--- Entries shown ---
-- Begin --
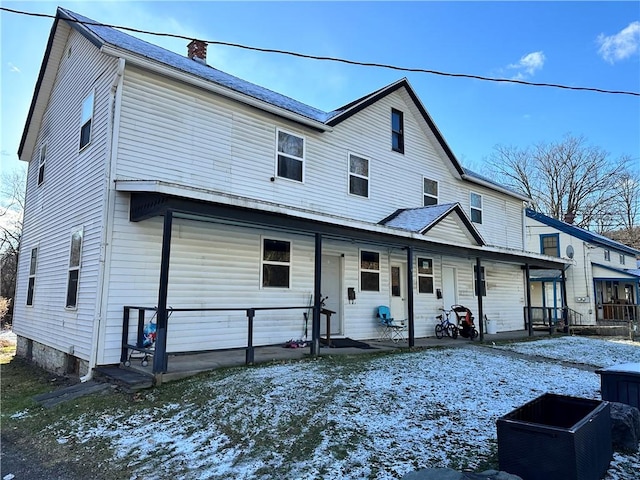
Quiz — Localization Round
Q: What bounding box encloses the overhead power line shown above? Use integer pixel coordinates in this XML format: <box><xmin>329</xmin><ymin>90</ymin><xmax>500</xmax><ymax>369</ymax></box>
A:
<box><xmin>0</xmin><ymin>7</ymin><xmax>640</xmax><ymax>97</ymax></box>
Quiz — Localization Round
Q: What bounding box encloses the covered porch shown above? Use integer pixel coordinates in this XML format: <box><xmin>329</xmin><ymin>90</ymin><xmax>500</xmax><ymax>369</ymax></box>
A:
<box><xmin>114</xmin><ymin>186</ymin><xmax>561</xmax><ymax>377</ymax></box>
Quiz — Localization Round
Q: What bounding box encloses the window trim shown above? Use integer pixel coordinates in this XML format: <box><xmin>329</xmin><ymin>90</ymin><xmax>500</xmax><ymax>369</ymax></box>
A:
<box><xmin>422</xmin><ymin>175</ymin><xmax>440</xmax><ymax>207</ymax></box>
<box><xmin>391</xmin><ymin>108</ymin><xmax>404</xmax><ymax>154</ymax></box>
<box><xmin>473</xmin><ymin>265</ymin><xmax>487</xmax><ymax>297</ymax></box>
<box><xmin>78</xmin><ymin>90</ymin><xmax>96</xmax><ymax>152</ymax></box>
<box><xmin>64</xmin><ymin>227</ymin><xmax>84</xmax><ymax>310</ymax></box>
<box><xmin>260</xmin><ymin>235</ymin><xmax>293</xmax><ymax>290</ymax></box>
<box><xmin>37</xmin><ymin>142</ymin><xmax>47</xmax><ymax>187</ymax></box>
<box><xmin>469</xmin><ymin>192</ymin><xmax>484</xmax><ymax>225</ymax></box>
<box><xmin>275</xmin><ymin>127</ymin><xmax>307</xmax><ymax>183</ymax></box>
<box><xmin>358</xmin><ymin>248</ymin><xmax>382</xmax><ymax>292</ymax></box>
<box><xmin>540</xmin><ymin>233</ymin><xmax>560</xmax><ymax>258</ymax></box>
<box><xmin>416</xmin><ymin>257</ymin><xmax>436</xmax><ymax>295</ymax></box>
<box><xmin>347</xmin><ymin>152</ymin><xmax>371</xmax><ymax>198</ymax></box>
<box><xmin>25</xmin><ymin>246</ymin><xmax>39</xmax><ymax>307</ymax></box>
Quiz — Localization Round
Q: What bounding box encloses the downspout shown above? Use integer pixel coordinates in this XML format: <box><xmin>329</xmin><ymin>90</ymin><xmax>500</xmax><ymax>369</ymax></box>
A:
<box><xmin>80</xmin><ymin>58</ymin><xmax>125</xmax><ymax>382</ymax></box>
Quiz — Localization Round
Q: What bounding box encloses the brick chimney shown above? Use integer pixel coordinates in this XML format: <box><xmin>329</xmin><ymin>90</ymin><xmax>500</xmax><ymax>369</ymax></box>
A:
<box><xmin>564</xmin><ymin>212</ymin><xmax>576</xmax><ymax>225</ymax></box>
<box><xmin>187</xmin><ymin>40</ymin><xmax>207</xmax><ymax>65</ymax></box>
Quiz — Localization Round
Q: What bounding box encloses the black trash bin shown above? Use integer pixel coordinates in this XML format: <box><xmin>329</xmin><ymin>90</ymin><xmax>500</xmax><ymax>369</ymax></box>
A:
<box><xmin>596</xmin><ymin>363</ymin><xmax>640</xmax><ymax>409</ymax></box>
<box><xmin>496</xmin><ymin>393</ymin><xmax>613</xmax><ymax>480</ymax></box>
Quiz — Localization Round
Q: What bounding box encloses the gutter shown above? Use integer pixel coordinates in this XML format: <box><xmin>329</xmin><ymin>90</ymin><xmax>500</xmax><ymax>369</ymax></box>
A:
<box><xmin>80</xmin><ymin>58</ymin><xmax>125</xmax><ymax>382</ymax></box>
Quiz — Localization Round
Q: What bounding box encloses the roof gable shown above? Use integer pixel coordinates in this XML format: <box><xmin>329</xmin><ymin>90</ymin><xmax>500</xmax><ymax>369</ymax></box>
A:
<box><xmin>379</xmin><ymin>203</ymin><xmax>485</xmax><ymax>245</ymax></box>
<box><xmin>526</xmin><ymin>208</ymin><xmax>640</xmax><ymax>256</ymax></box>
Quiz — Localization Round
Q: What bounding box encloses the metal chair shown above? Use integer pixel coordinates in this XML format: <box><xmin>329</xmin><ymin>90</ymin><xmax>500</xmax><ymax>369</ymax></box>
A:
<box><xmin>376</xmin><ymin>305</ymin><xmax>407</xmax><ymax>343</ymax></box>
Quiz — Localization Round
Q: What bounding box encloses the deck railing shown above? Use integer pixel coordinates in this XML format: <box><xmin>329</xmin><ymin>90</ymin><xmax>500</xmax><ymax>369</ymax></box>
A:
<box><xmin>120</xmin><ymin>305</ymin><xmax>314</xmax><ymax>373</ymax></box>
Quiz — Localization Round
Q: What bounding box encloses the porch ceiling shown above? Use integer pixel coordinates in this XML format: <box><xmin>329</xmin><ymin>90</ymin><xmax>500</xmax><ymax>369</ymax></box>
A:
<box><xmin>118</xmin><ymin>185</ymin><xmax>566</xmax><ymax>269</ymax></box>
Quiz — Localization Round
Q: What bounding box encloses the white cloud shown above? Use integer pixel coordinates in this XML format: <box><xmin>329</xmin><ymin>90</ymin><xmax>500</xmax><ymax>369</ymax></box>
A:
<box><xmin>507</xmin><ymin>52</ymin><xmax>546</xmax><ymax>80</ymax></box>
<box><xmin>597</xmin><ymin>21</ymin><xmax>640</xmax><ymax>64</ymax></box>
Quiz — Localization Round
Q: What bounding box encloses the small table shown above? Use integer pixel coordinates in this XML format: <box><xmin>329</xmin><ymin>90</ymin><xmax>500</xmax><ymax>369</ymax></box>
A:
<box><xmin>320</xmin><ymin>308</ymin><xmax>336</xmax><ymax>347</ymax></box>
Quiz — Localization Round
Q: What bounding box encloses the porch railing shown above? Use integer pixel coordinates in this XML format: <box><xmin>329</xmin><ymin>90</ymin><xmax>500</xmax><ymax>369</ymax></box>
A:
<box><xmin>120</xmin><ymin>305</ymin><xmax>314</xmax><ymax>373</ymax></box>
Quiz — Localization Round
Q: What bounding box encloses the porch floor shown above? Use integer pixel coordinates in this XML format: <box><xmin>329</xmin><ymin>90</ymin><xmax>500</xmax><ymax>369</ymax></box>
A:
<box><xmin>117</xmin><ymin>330</ymin><xmax>549</xmax><ymax>384</ymax></box>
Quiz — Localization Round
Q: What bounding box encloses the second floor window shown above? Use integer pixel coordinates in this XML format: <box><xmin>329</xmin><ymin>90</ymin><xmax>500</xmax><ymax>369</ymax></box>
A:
<box><xmin>540</xmin><ymin>233</ymin><xmax>560</xmax><ymax>257</ymax></box>
<box><xmin>27</xmin><ymin>248</ymin><xmax>38</xmax><ymax>305</ymax></box>
<box><xmin>38</xmin><ymin>143</ymin><xmax>47</xmax><ymax>185</ymax></box>
<box><xmin>422</xmin><ymin>177</ymin><xmax>438</xmax><ymax>207</ymax></box>
<box><xmin>349</xmin><ymin>155</ymin><xmax>369</xmax><ymax>197</ymax></box>
<box><xmin>262</xmin><ymin>238</ymin><xmax>291</xmax><ymax>288</ymax></box>
<box><xmin>473</xmin><ymin>265</ymin><xmax>487</xmax><ymax>297</ymax></box>
<box><xmin>80</xmin><ymin>92</ymin><xmax>93</xmax><ymax>150</ymax></box>
<box><xmin>276</xmin><ymin>130</ymin><xmax>304</xmax><ymax>182</ymax></box>
<box><xmin>391</xmin><ymin>108</ymin><xmax>404</xmax><ymax>153</ymax></box>
<box><xmin>471</xmin><ymin>192</ymin><xmax>482</xmax><ymax>223</ymax></box>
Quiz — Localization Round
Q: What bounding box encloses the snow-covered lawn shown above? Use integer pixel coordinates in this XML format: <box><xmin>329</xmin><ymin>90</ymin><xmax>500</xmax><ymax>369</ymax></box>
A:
<box><xmin>51</xmin><ymin>337</ymin><xmax>640</xmax><ymax>480</ymax></box>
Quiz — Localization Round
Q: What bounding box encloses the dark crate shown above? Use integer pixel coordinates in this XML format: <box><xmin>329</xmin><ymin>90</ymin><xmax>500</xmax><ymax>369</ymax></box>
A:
<box><xmin>596</xmin><ymin>363</ymin><xmax>640</xmax><ymax>409</ymax></box>
<box><xmin>496</xmin><ymin>393</ymin><xmax>613</xmax><ymax>480</ymax></box>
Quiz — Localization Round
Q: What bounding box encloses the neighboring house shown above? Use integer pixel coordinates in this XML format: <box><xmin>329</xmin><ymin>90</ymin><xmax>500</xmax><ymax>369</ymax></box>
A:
<box><xmin>526</xmin><ymin>209</ymin><xmax>640</xmax><ymax>325</ymax></box>
<box><xmin>14</xmin><ymin>8</ymin><xmax>567</xmax><ymax>378</ymax></box>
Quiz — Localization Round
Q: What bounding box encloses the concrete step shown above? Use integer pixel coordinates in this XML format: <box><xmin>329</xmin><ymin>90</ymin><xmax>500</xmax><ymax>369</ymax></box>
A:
<box><xmin>94</xmin><ymin>365</ymin><xmax>154</xmax><ymax>392</ymax></box>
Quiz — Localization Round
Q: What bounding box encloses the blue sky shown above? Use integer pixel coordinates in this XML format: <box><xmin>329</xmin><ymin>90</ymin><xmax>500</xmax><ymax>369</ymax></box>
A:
<box><xmin>0</xmin><ymin>1</ymin><xmax>640</xmax><ymax>179</ymax></box>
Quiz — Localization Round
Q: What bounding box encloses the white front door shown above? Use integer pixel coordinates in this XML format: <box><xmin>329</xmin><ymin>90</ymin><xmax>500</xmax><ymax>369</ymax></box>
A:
<box><xmin>442</xmin><ymin>267</ymin><xmax>458</xmax><ymax>310</ymax></box>
<box><xmin>320</xmin><ymin>255</ymin><xmax>342</xmax><ymax>336</ymax></box>
<box><xmin>389</xmin><ymin>263</ymin><xmax>407</xmax><ymax>321</ymax></box>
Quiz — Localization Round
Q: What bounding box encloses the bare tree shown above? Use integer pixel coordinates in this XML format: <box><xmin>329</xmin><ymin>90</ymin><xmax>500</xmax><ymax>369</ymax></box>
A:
<box><xmin>490</xmin><ymin>135</ymin><xmax>638</xmax><ymax>233</ymax></box>
<box><xmin>0</xmin><ymin>166</ymin><xmax>26</xmax><ymax>318</ymax></box>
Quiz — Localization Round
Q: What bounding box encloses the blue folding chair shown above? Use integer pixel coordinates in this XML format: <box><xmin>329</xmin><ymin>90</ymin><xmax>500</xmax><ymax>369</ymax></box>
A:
<box><xmin>376</xmin><ymin>305</ymin><xmax>407</xmax><ymax>343</ymax></box>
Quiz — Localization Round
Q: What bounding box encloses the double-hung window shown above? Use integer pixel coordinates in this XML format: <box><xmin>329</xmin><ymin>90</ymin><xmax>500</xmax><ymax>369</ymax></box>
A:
<box><xmin>540</xmin><ymin>233</ymin><xmax>560</xmax><ymax>257</ymax></box>
<box><xmin>349</xmin><ymin>154</ymin><xmax>369</xmax><ymax>197</ymax></box>
<box><xmin>473</xmin><ymin>265</ymin><xmax>487</xmax><ymax>297</ymax></box>
<box><xmin>38</xmin><ymin>143</ymin><xmax>47</xmax><ymax>186</ymax></box>
<box><xmin>360</xmin><ymin>250</ymin><xmax>380</xmax><ymax>292</ymax></box>
<box><xmin>66</xmin><ymin>228</ymin><xmax>83</xmax><ymax>308</ymax></box>
<box><xmin>27</xmin><ymin>247</ymin><xmax>38</xmax><ymax>305</ymax></box>
<box><xmin>262</xmin><ymin>238</ymin><xmax>291</xmax><ymax>288</ymax></box>
<box><xmin>276</xmin><ymin>130</ymin><xmax>304</xmax><ymax>182</ymax></box>
<box><xmin>418</xmin><ymin>257</ymin><xmax>433</xmax><ymax>293</ymax></box>
<box><xmin>391</xmin><ymin>108</ymin><xmax>404</xmax><ymax>153</ymax></box>
<box><xmin>470</xmin><ymin>192</ymin><xmax>482</xmax><ymax>223</ymax></box>
<box><xmin>422</xmin><ymin>177</ymin><xmax>438</xmax><ymax>207</ymax></box>
<box><xmin>80</xmin><ymin>92</ymin><xmax>93</xmax><ymax>150</ymax></box>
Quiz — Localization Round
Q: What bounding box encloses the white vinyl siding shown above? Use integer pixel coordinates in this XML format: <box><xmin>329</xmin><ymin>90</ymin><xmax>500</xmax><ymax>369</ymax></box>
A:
<box><xmin>13</xmin><ymin>28</ymin><xmax>115</xmax><ymax>360</ymax></box>
<box><xmin>117</xmin><ymin>78</ymin><xmax>522</xmax><ymax>248</ymax></box>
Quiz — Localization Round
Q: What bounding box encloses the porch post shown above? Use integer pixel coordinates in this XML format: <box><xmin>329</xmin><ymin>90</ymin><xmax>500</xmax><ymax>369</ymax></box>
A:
<box><xmin>311</xmin><ymin>233</ymin><xmax>322</xmax><ymax>356</ymax></box>
<box><xmin>476</xmin><ymin>257</ymin><xmax>486</xmax><ymax>342</ymax></box>
<box><xmin>524</xmin><ymin>263</ymin><xmax>533</xmax><ymax>337</ymax></box>
<box><xmin>153</xmin><ymin>210</ymin><xmax>173</xmax><ymax>373</ymax></box>
<box><xmin>407</xmin><ymin>247</ymin><xmax>416</xmax><ymax>348</ymax></box>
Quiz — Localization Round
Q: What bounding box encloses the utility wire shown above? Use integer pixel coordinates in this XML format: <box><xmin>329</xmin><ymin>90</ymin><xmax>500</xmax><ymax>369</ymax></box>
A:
<box><xmin>0</xmin><ymin>7</ymin><xmax>640</xmax><ymax>97</ymax></box>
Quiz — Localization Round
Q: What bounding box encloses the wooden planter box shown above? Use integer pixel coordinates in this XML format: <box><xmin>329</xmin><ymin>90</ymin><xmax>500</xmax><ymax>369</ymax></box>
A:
<box><xmin>496</xmin><ymin>393</ymin><xmax>613</xmax><ymax>480</ymax></box>
<box><xmin>596</xmin><ymin>363</ymin><xmax>640</xmax><ymax>409</ymax></box>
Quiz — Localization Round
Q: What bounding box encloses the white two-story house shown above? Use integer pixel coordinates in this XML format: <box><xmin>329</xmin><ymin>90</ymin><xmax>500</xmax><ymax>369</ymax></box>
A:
<box><xmin>526</xmin><ymin>209</ymin><xmax>640</xmax><ymax>325</ymax></box>
<box><xmin>14</xmin><ymin>8</ymin><xmax>567</xmax><ymax>375</ymax></box>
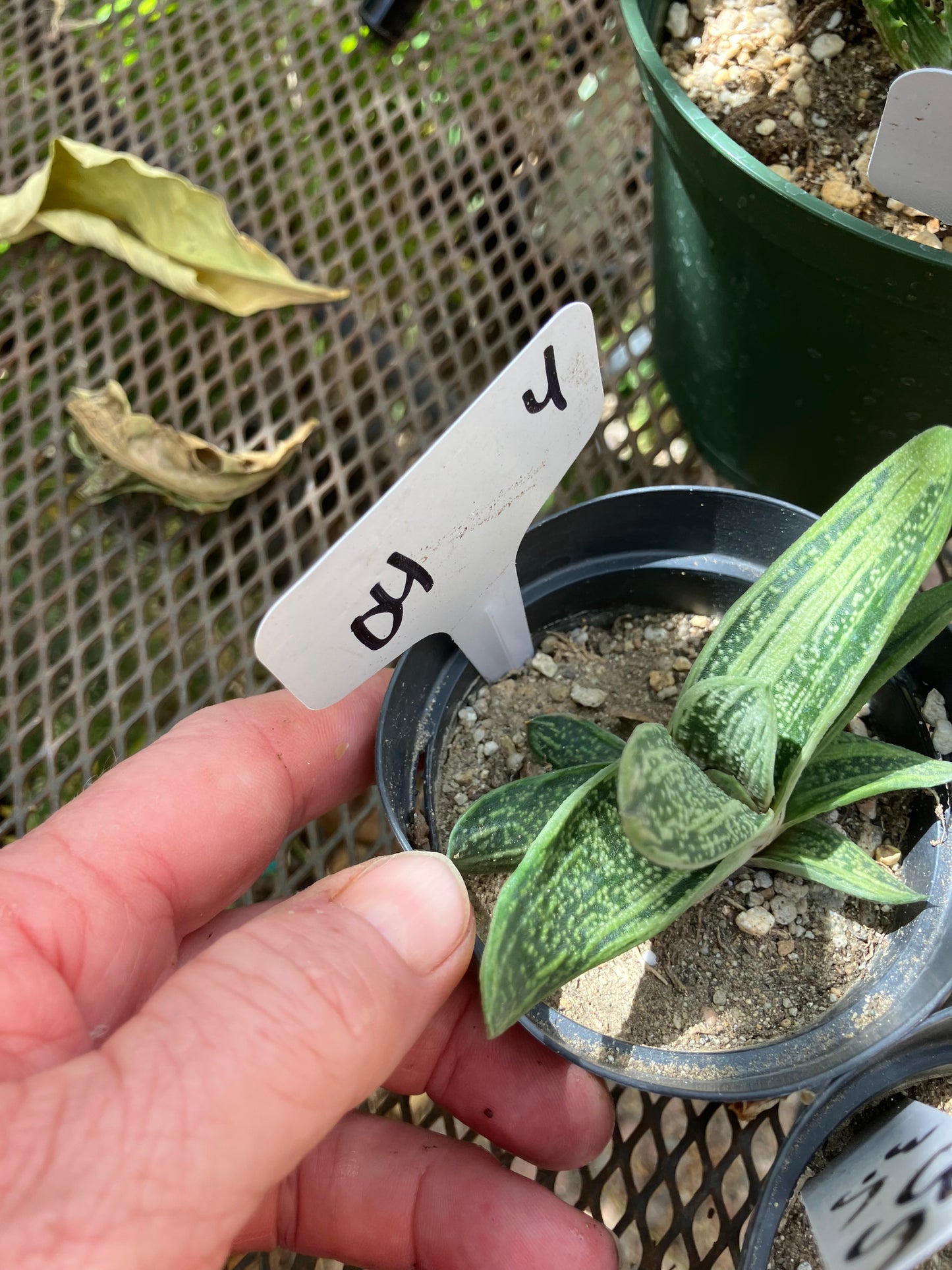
-- End --
--- Exercise ---
Return each line in the listing above that contains the string "covered", matching case exactly.

--- Reply ---
Q: What bounding box encloses the covered porch shown above? Use integer pixel coordinates in this XML format: <box><xmin>329</xmin><ymin>90</ymin><xmax>500</xmax><ymax>369</ymax></box>
Q: What bounding box encloses the snow-covered lawn shown above? Use integer pixel coordinates in this XML format: <box><xmin>329</xmin><ymin>90</ymin><xmax>500</xmax><ymax>369</ymax></box>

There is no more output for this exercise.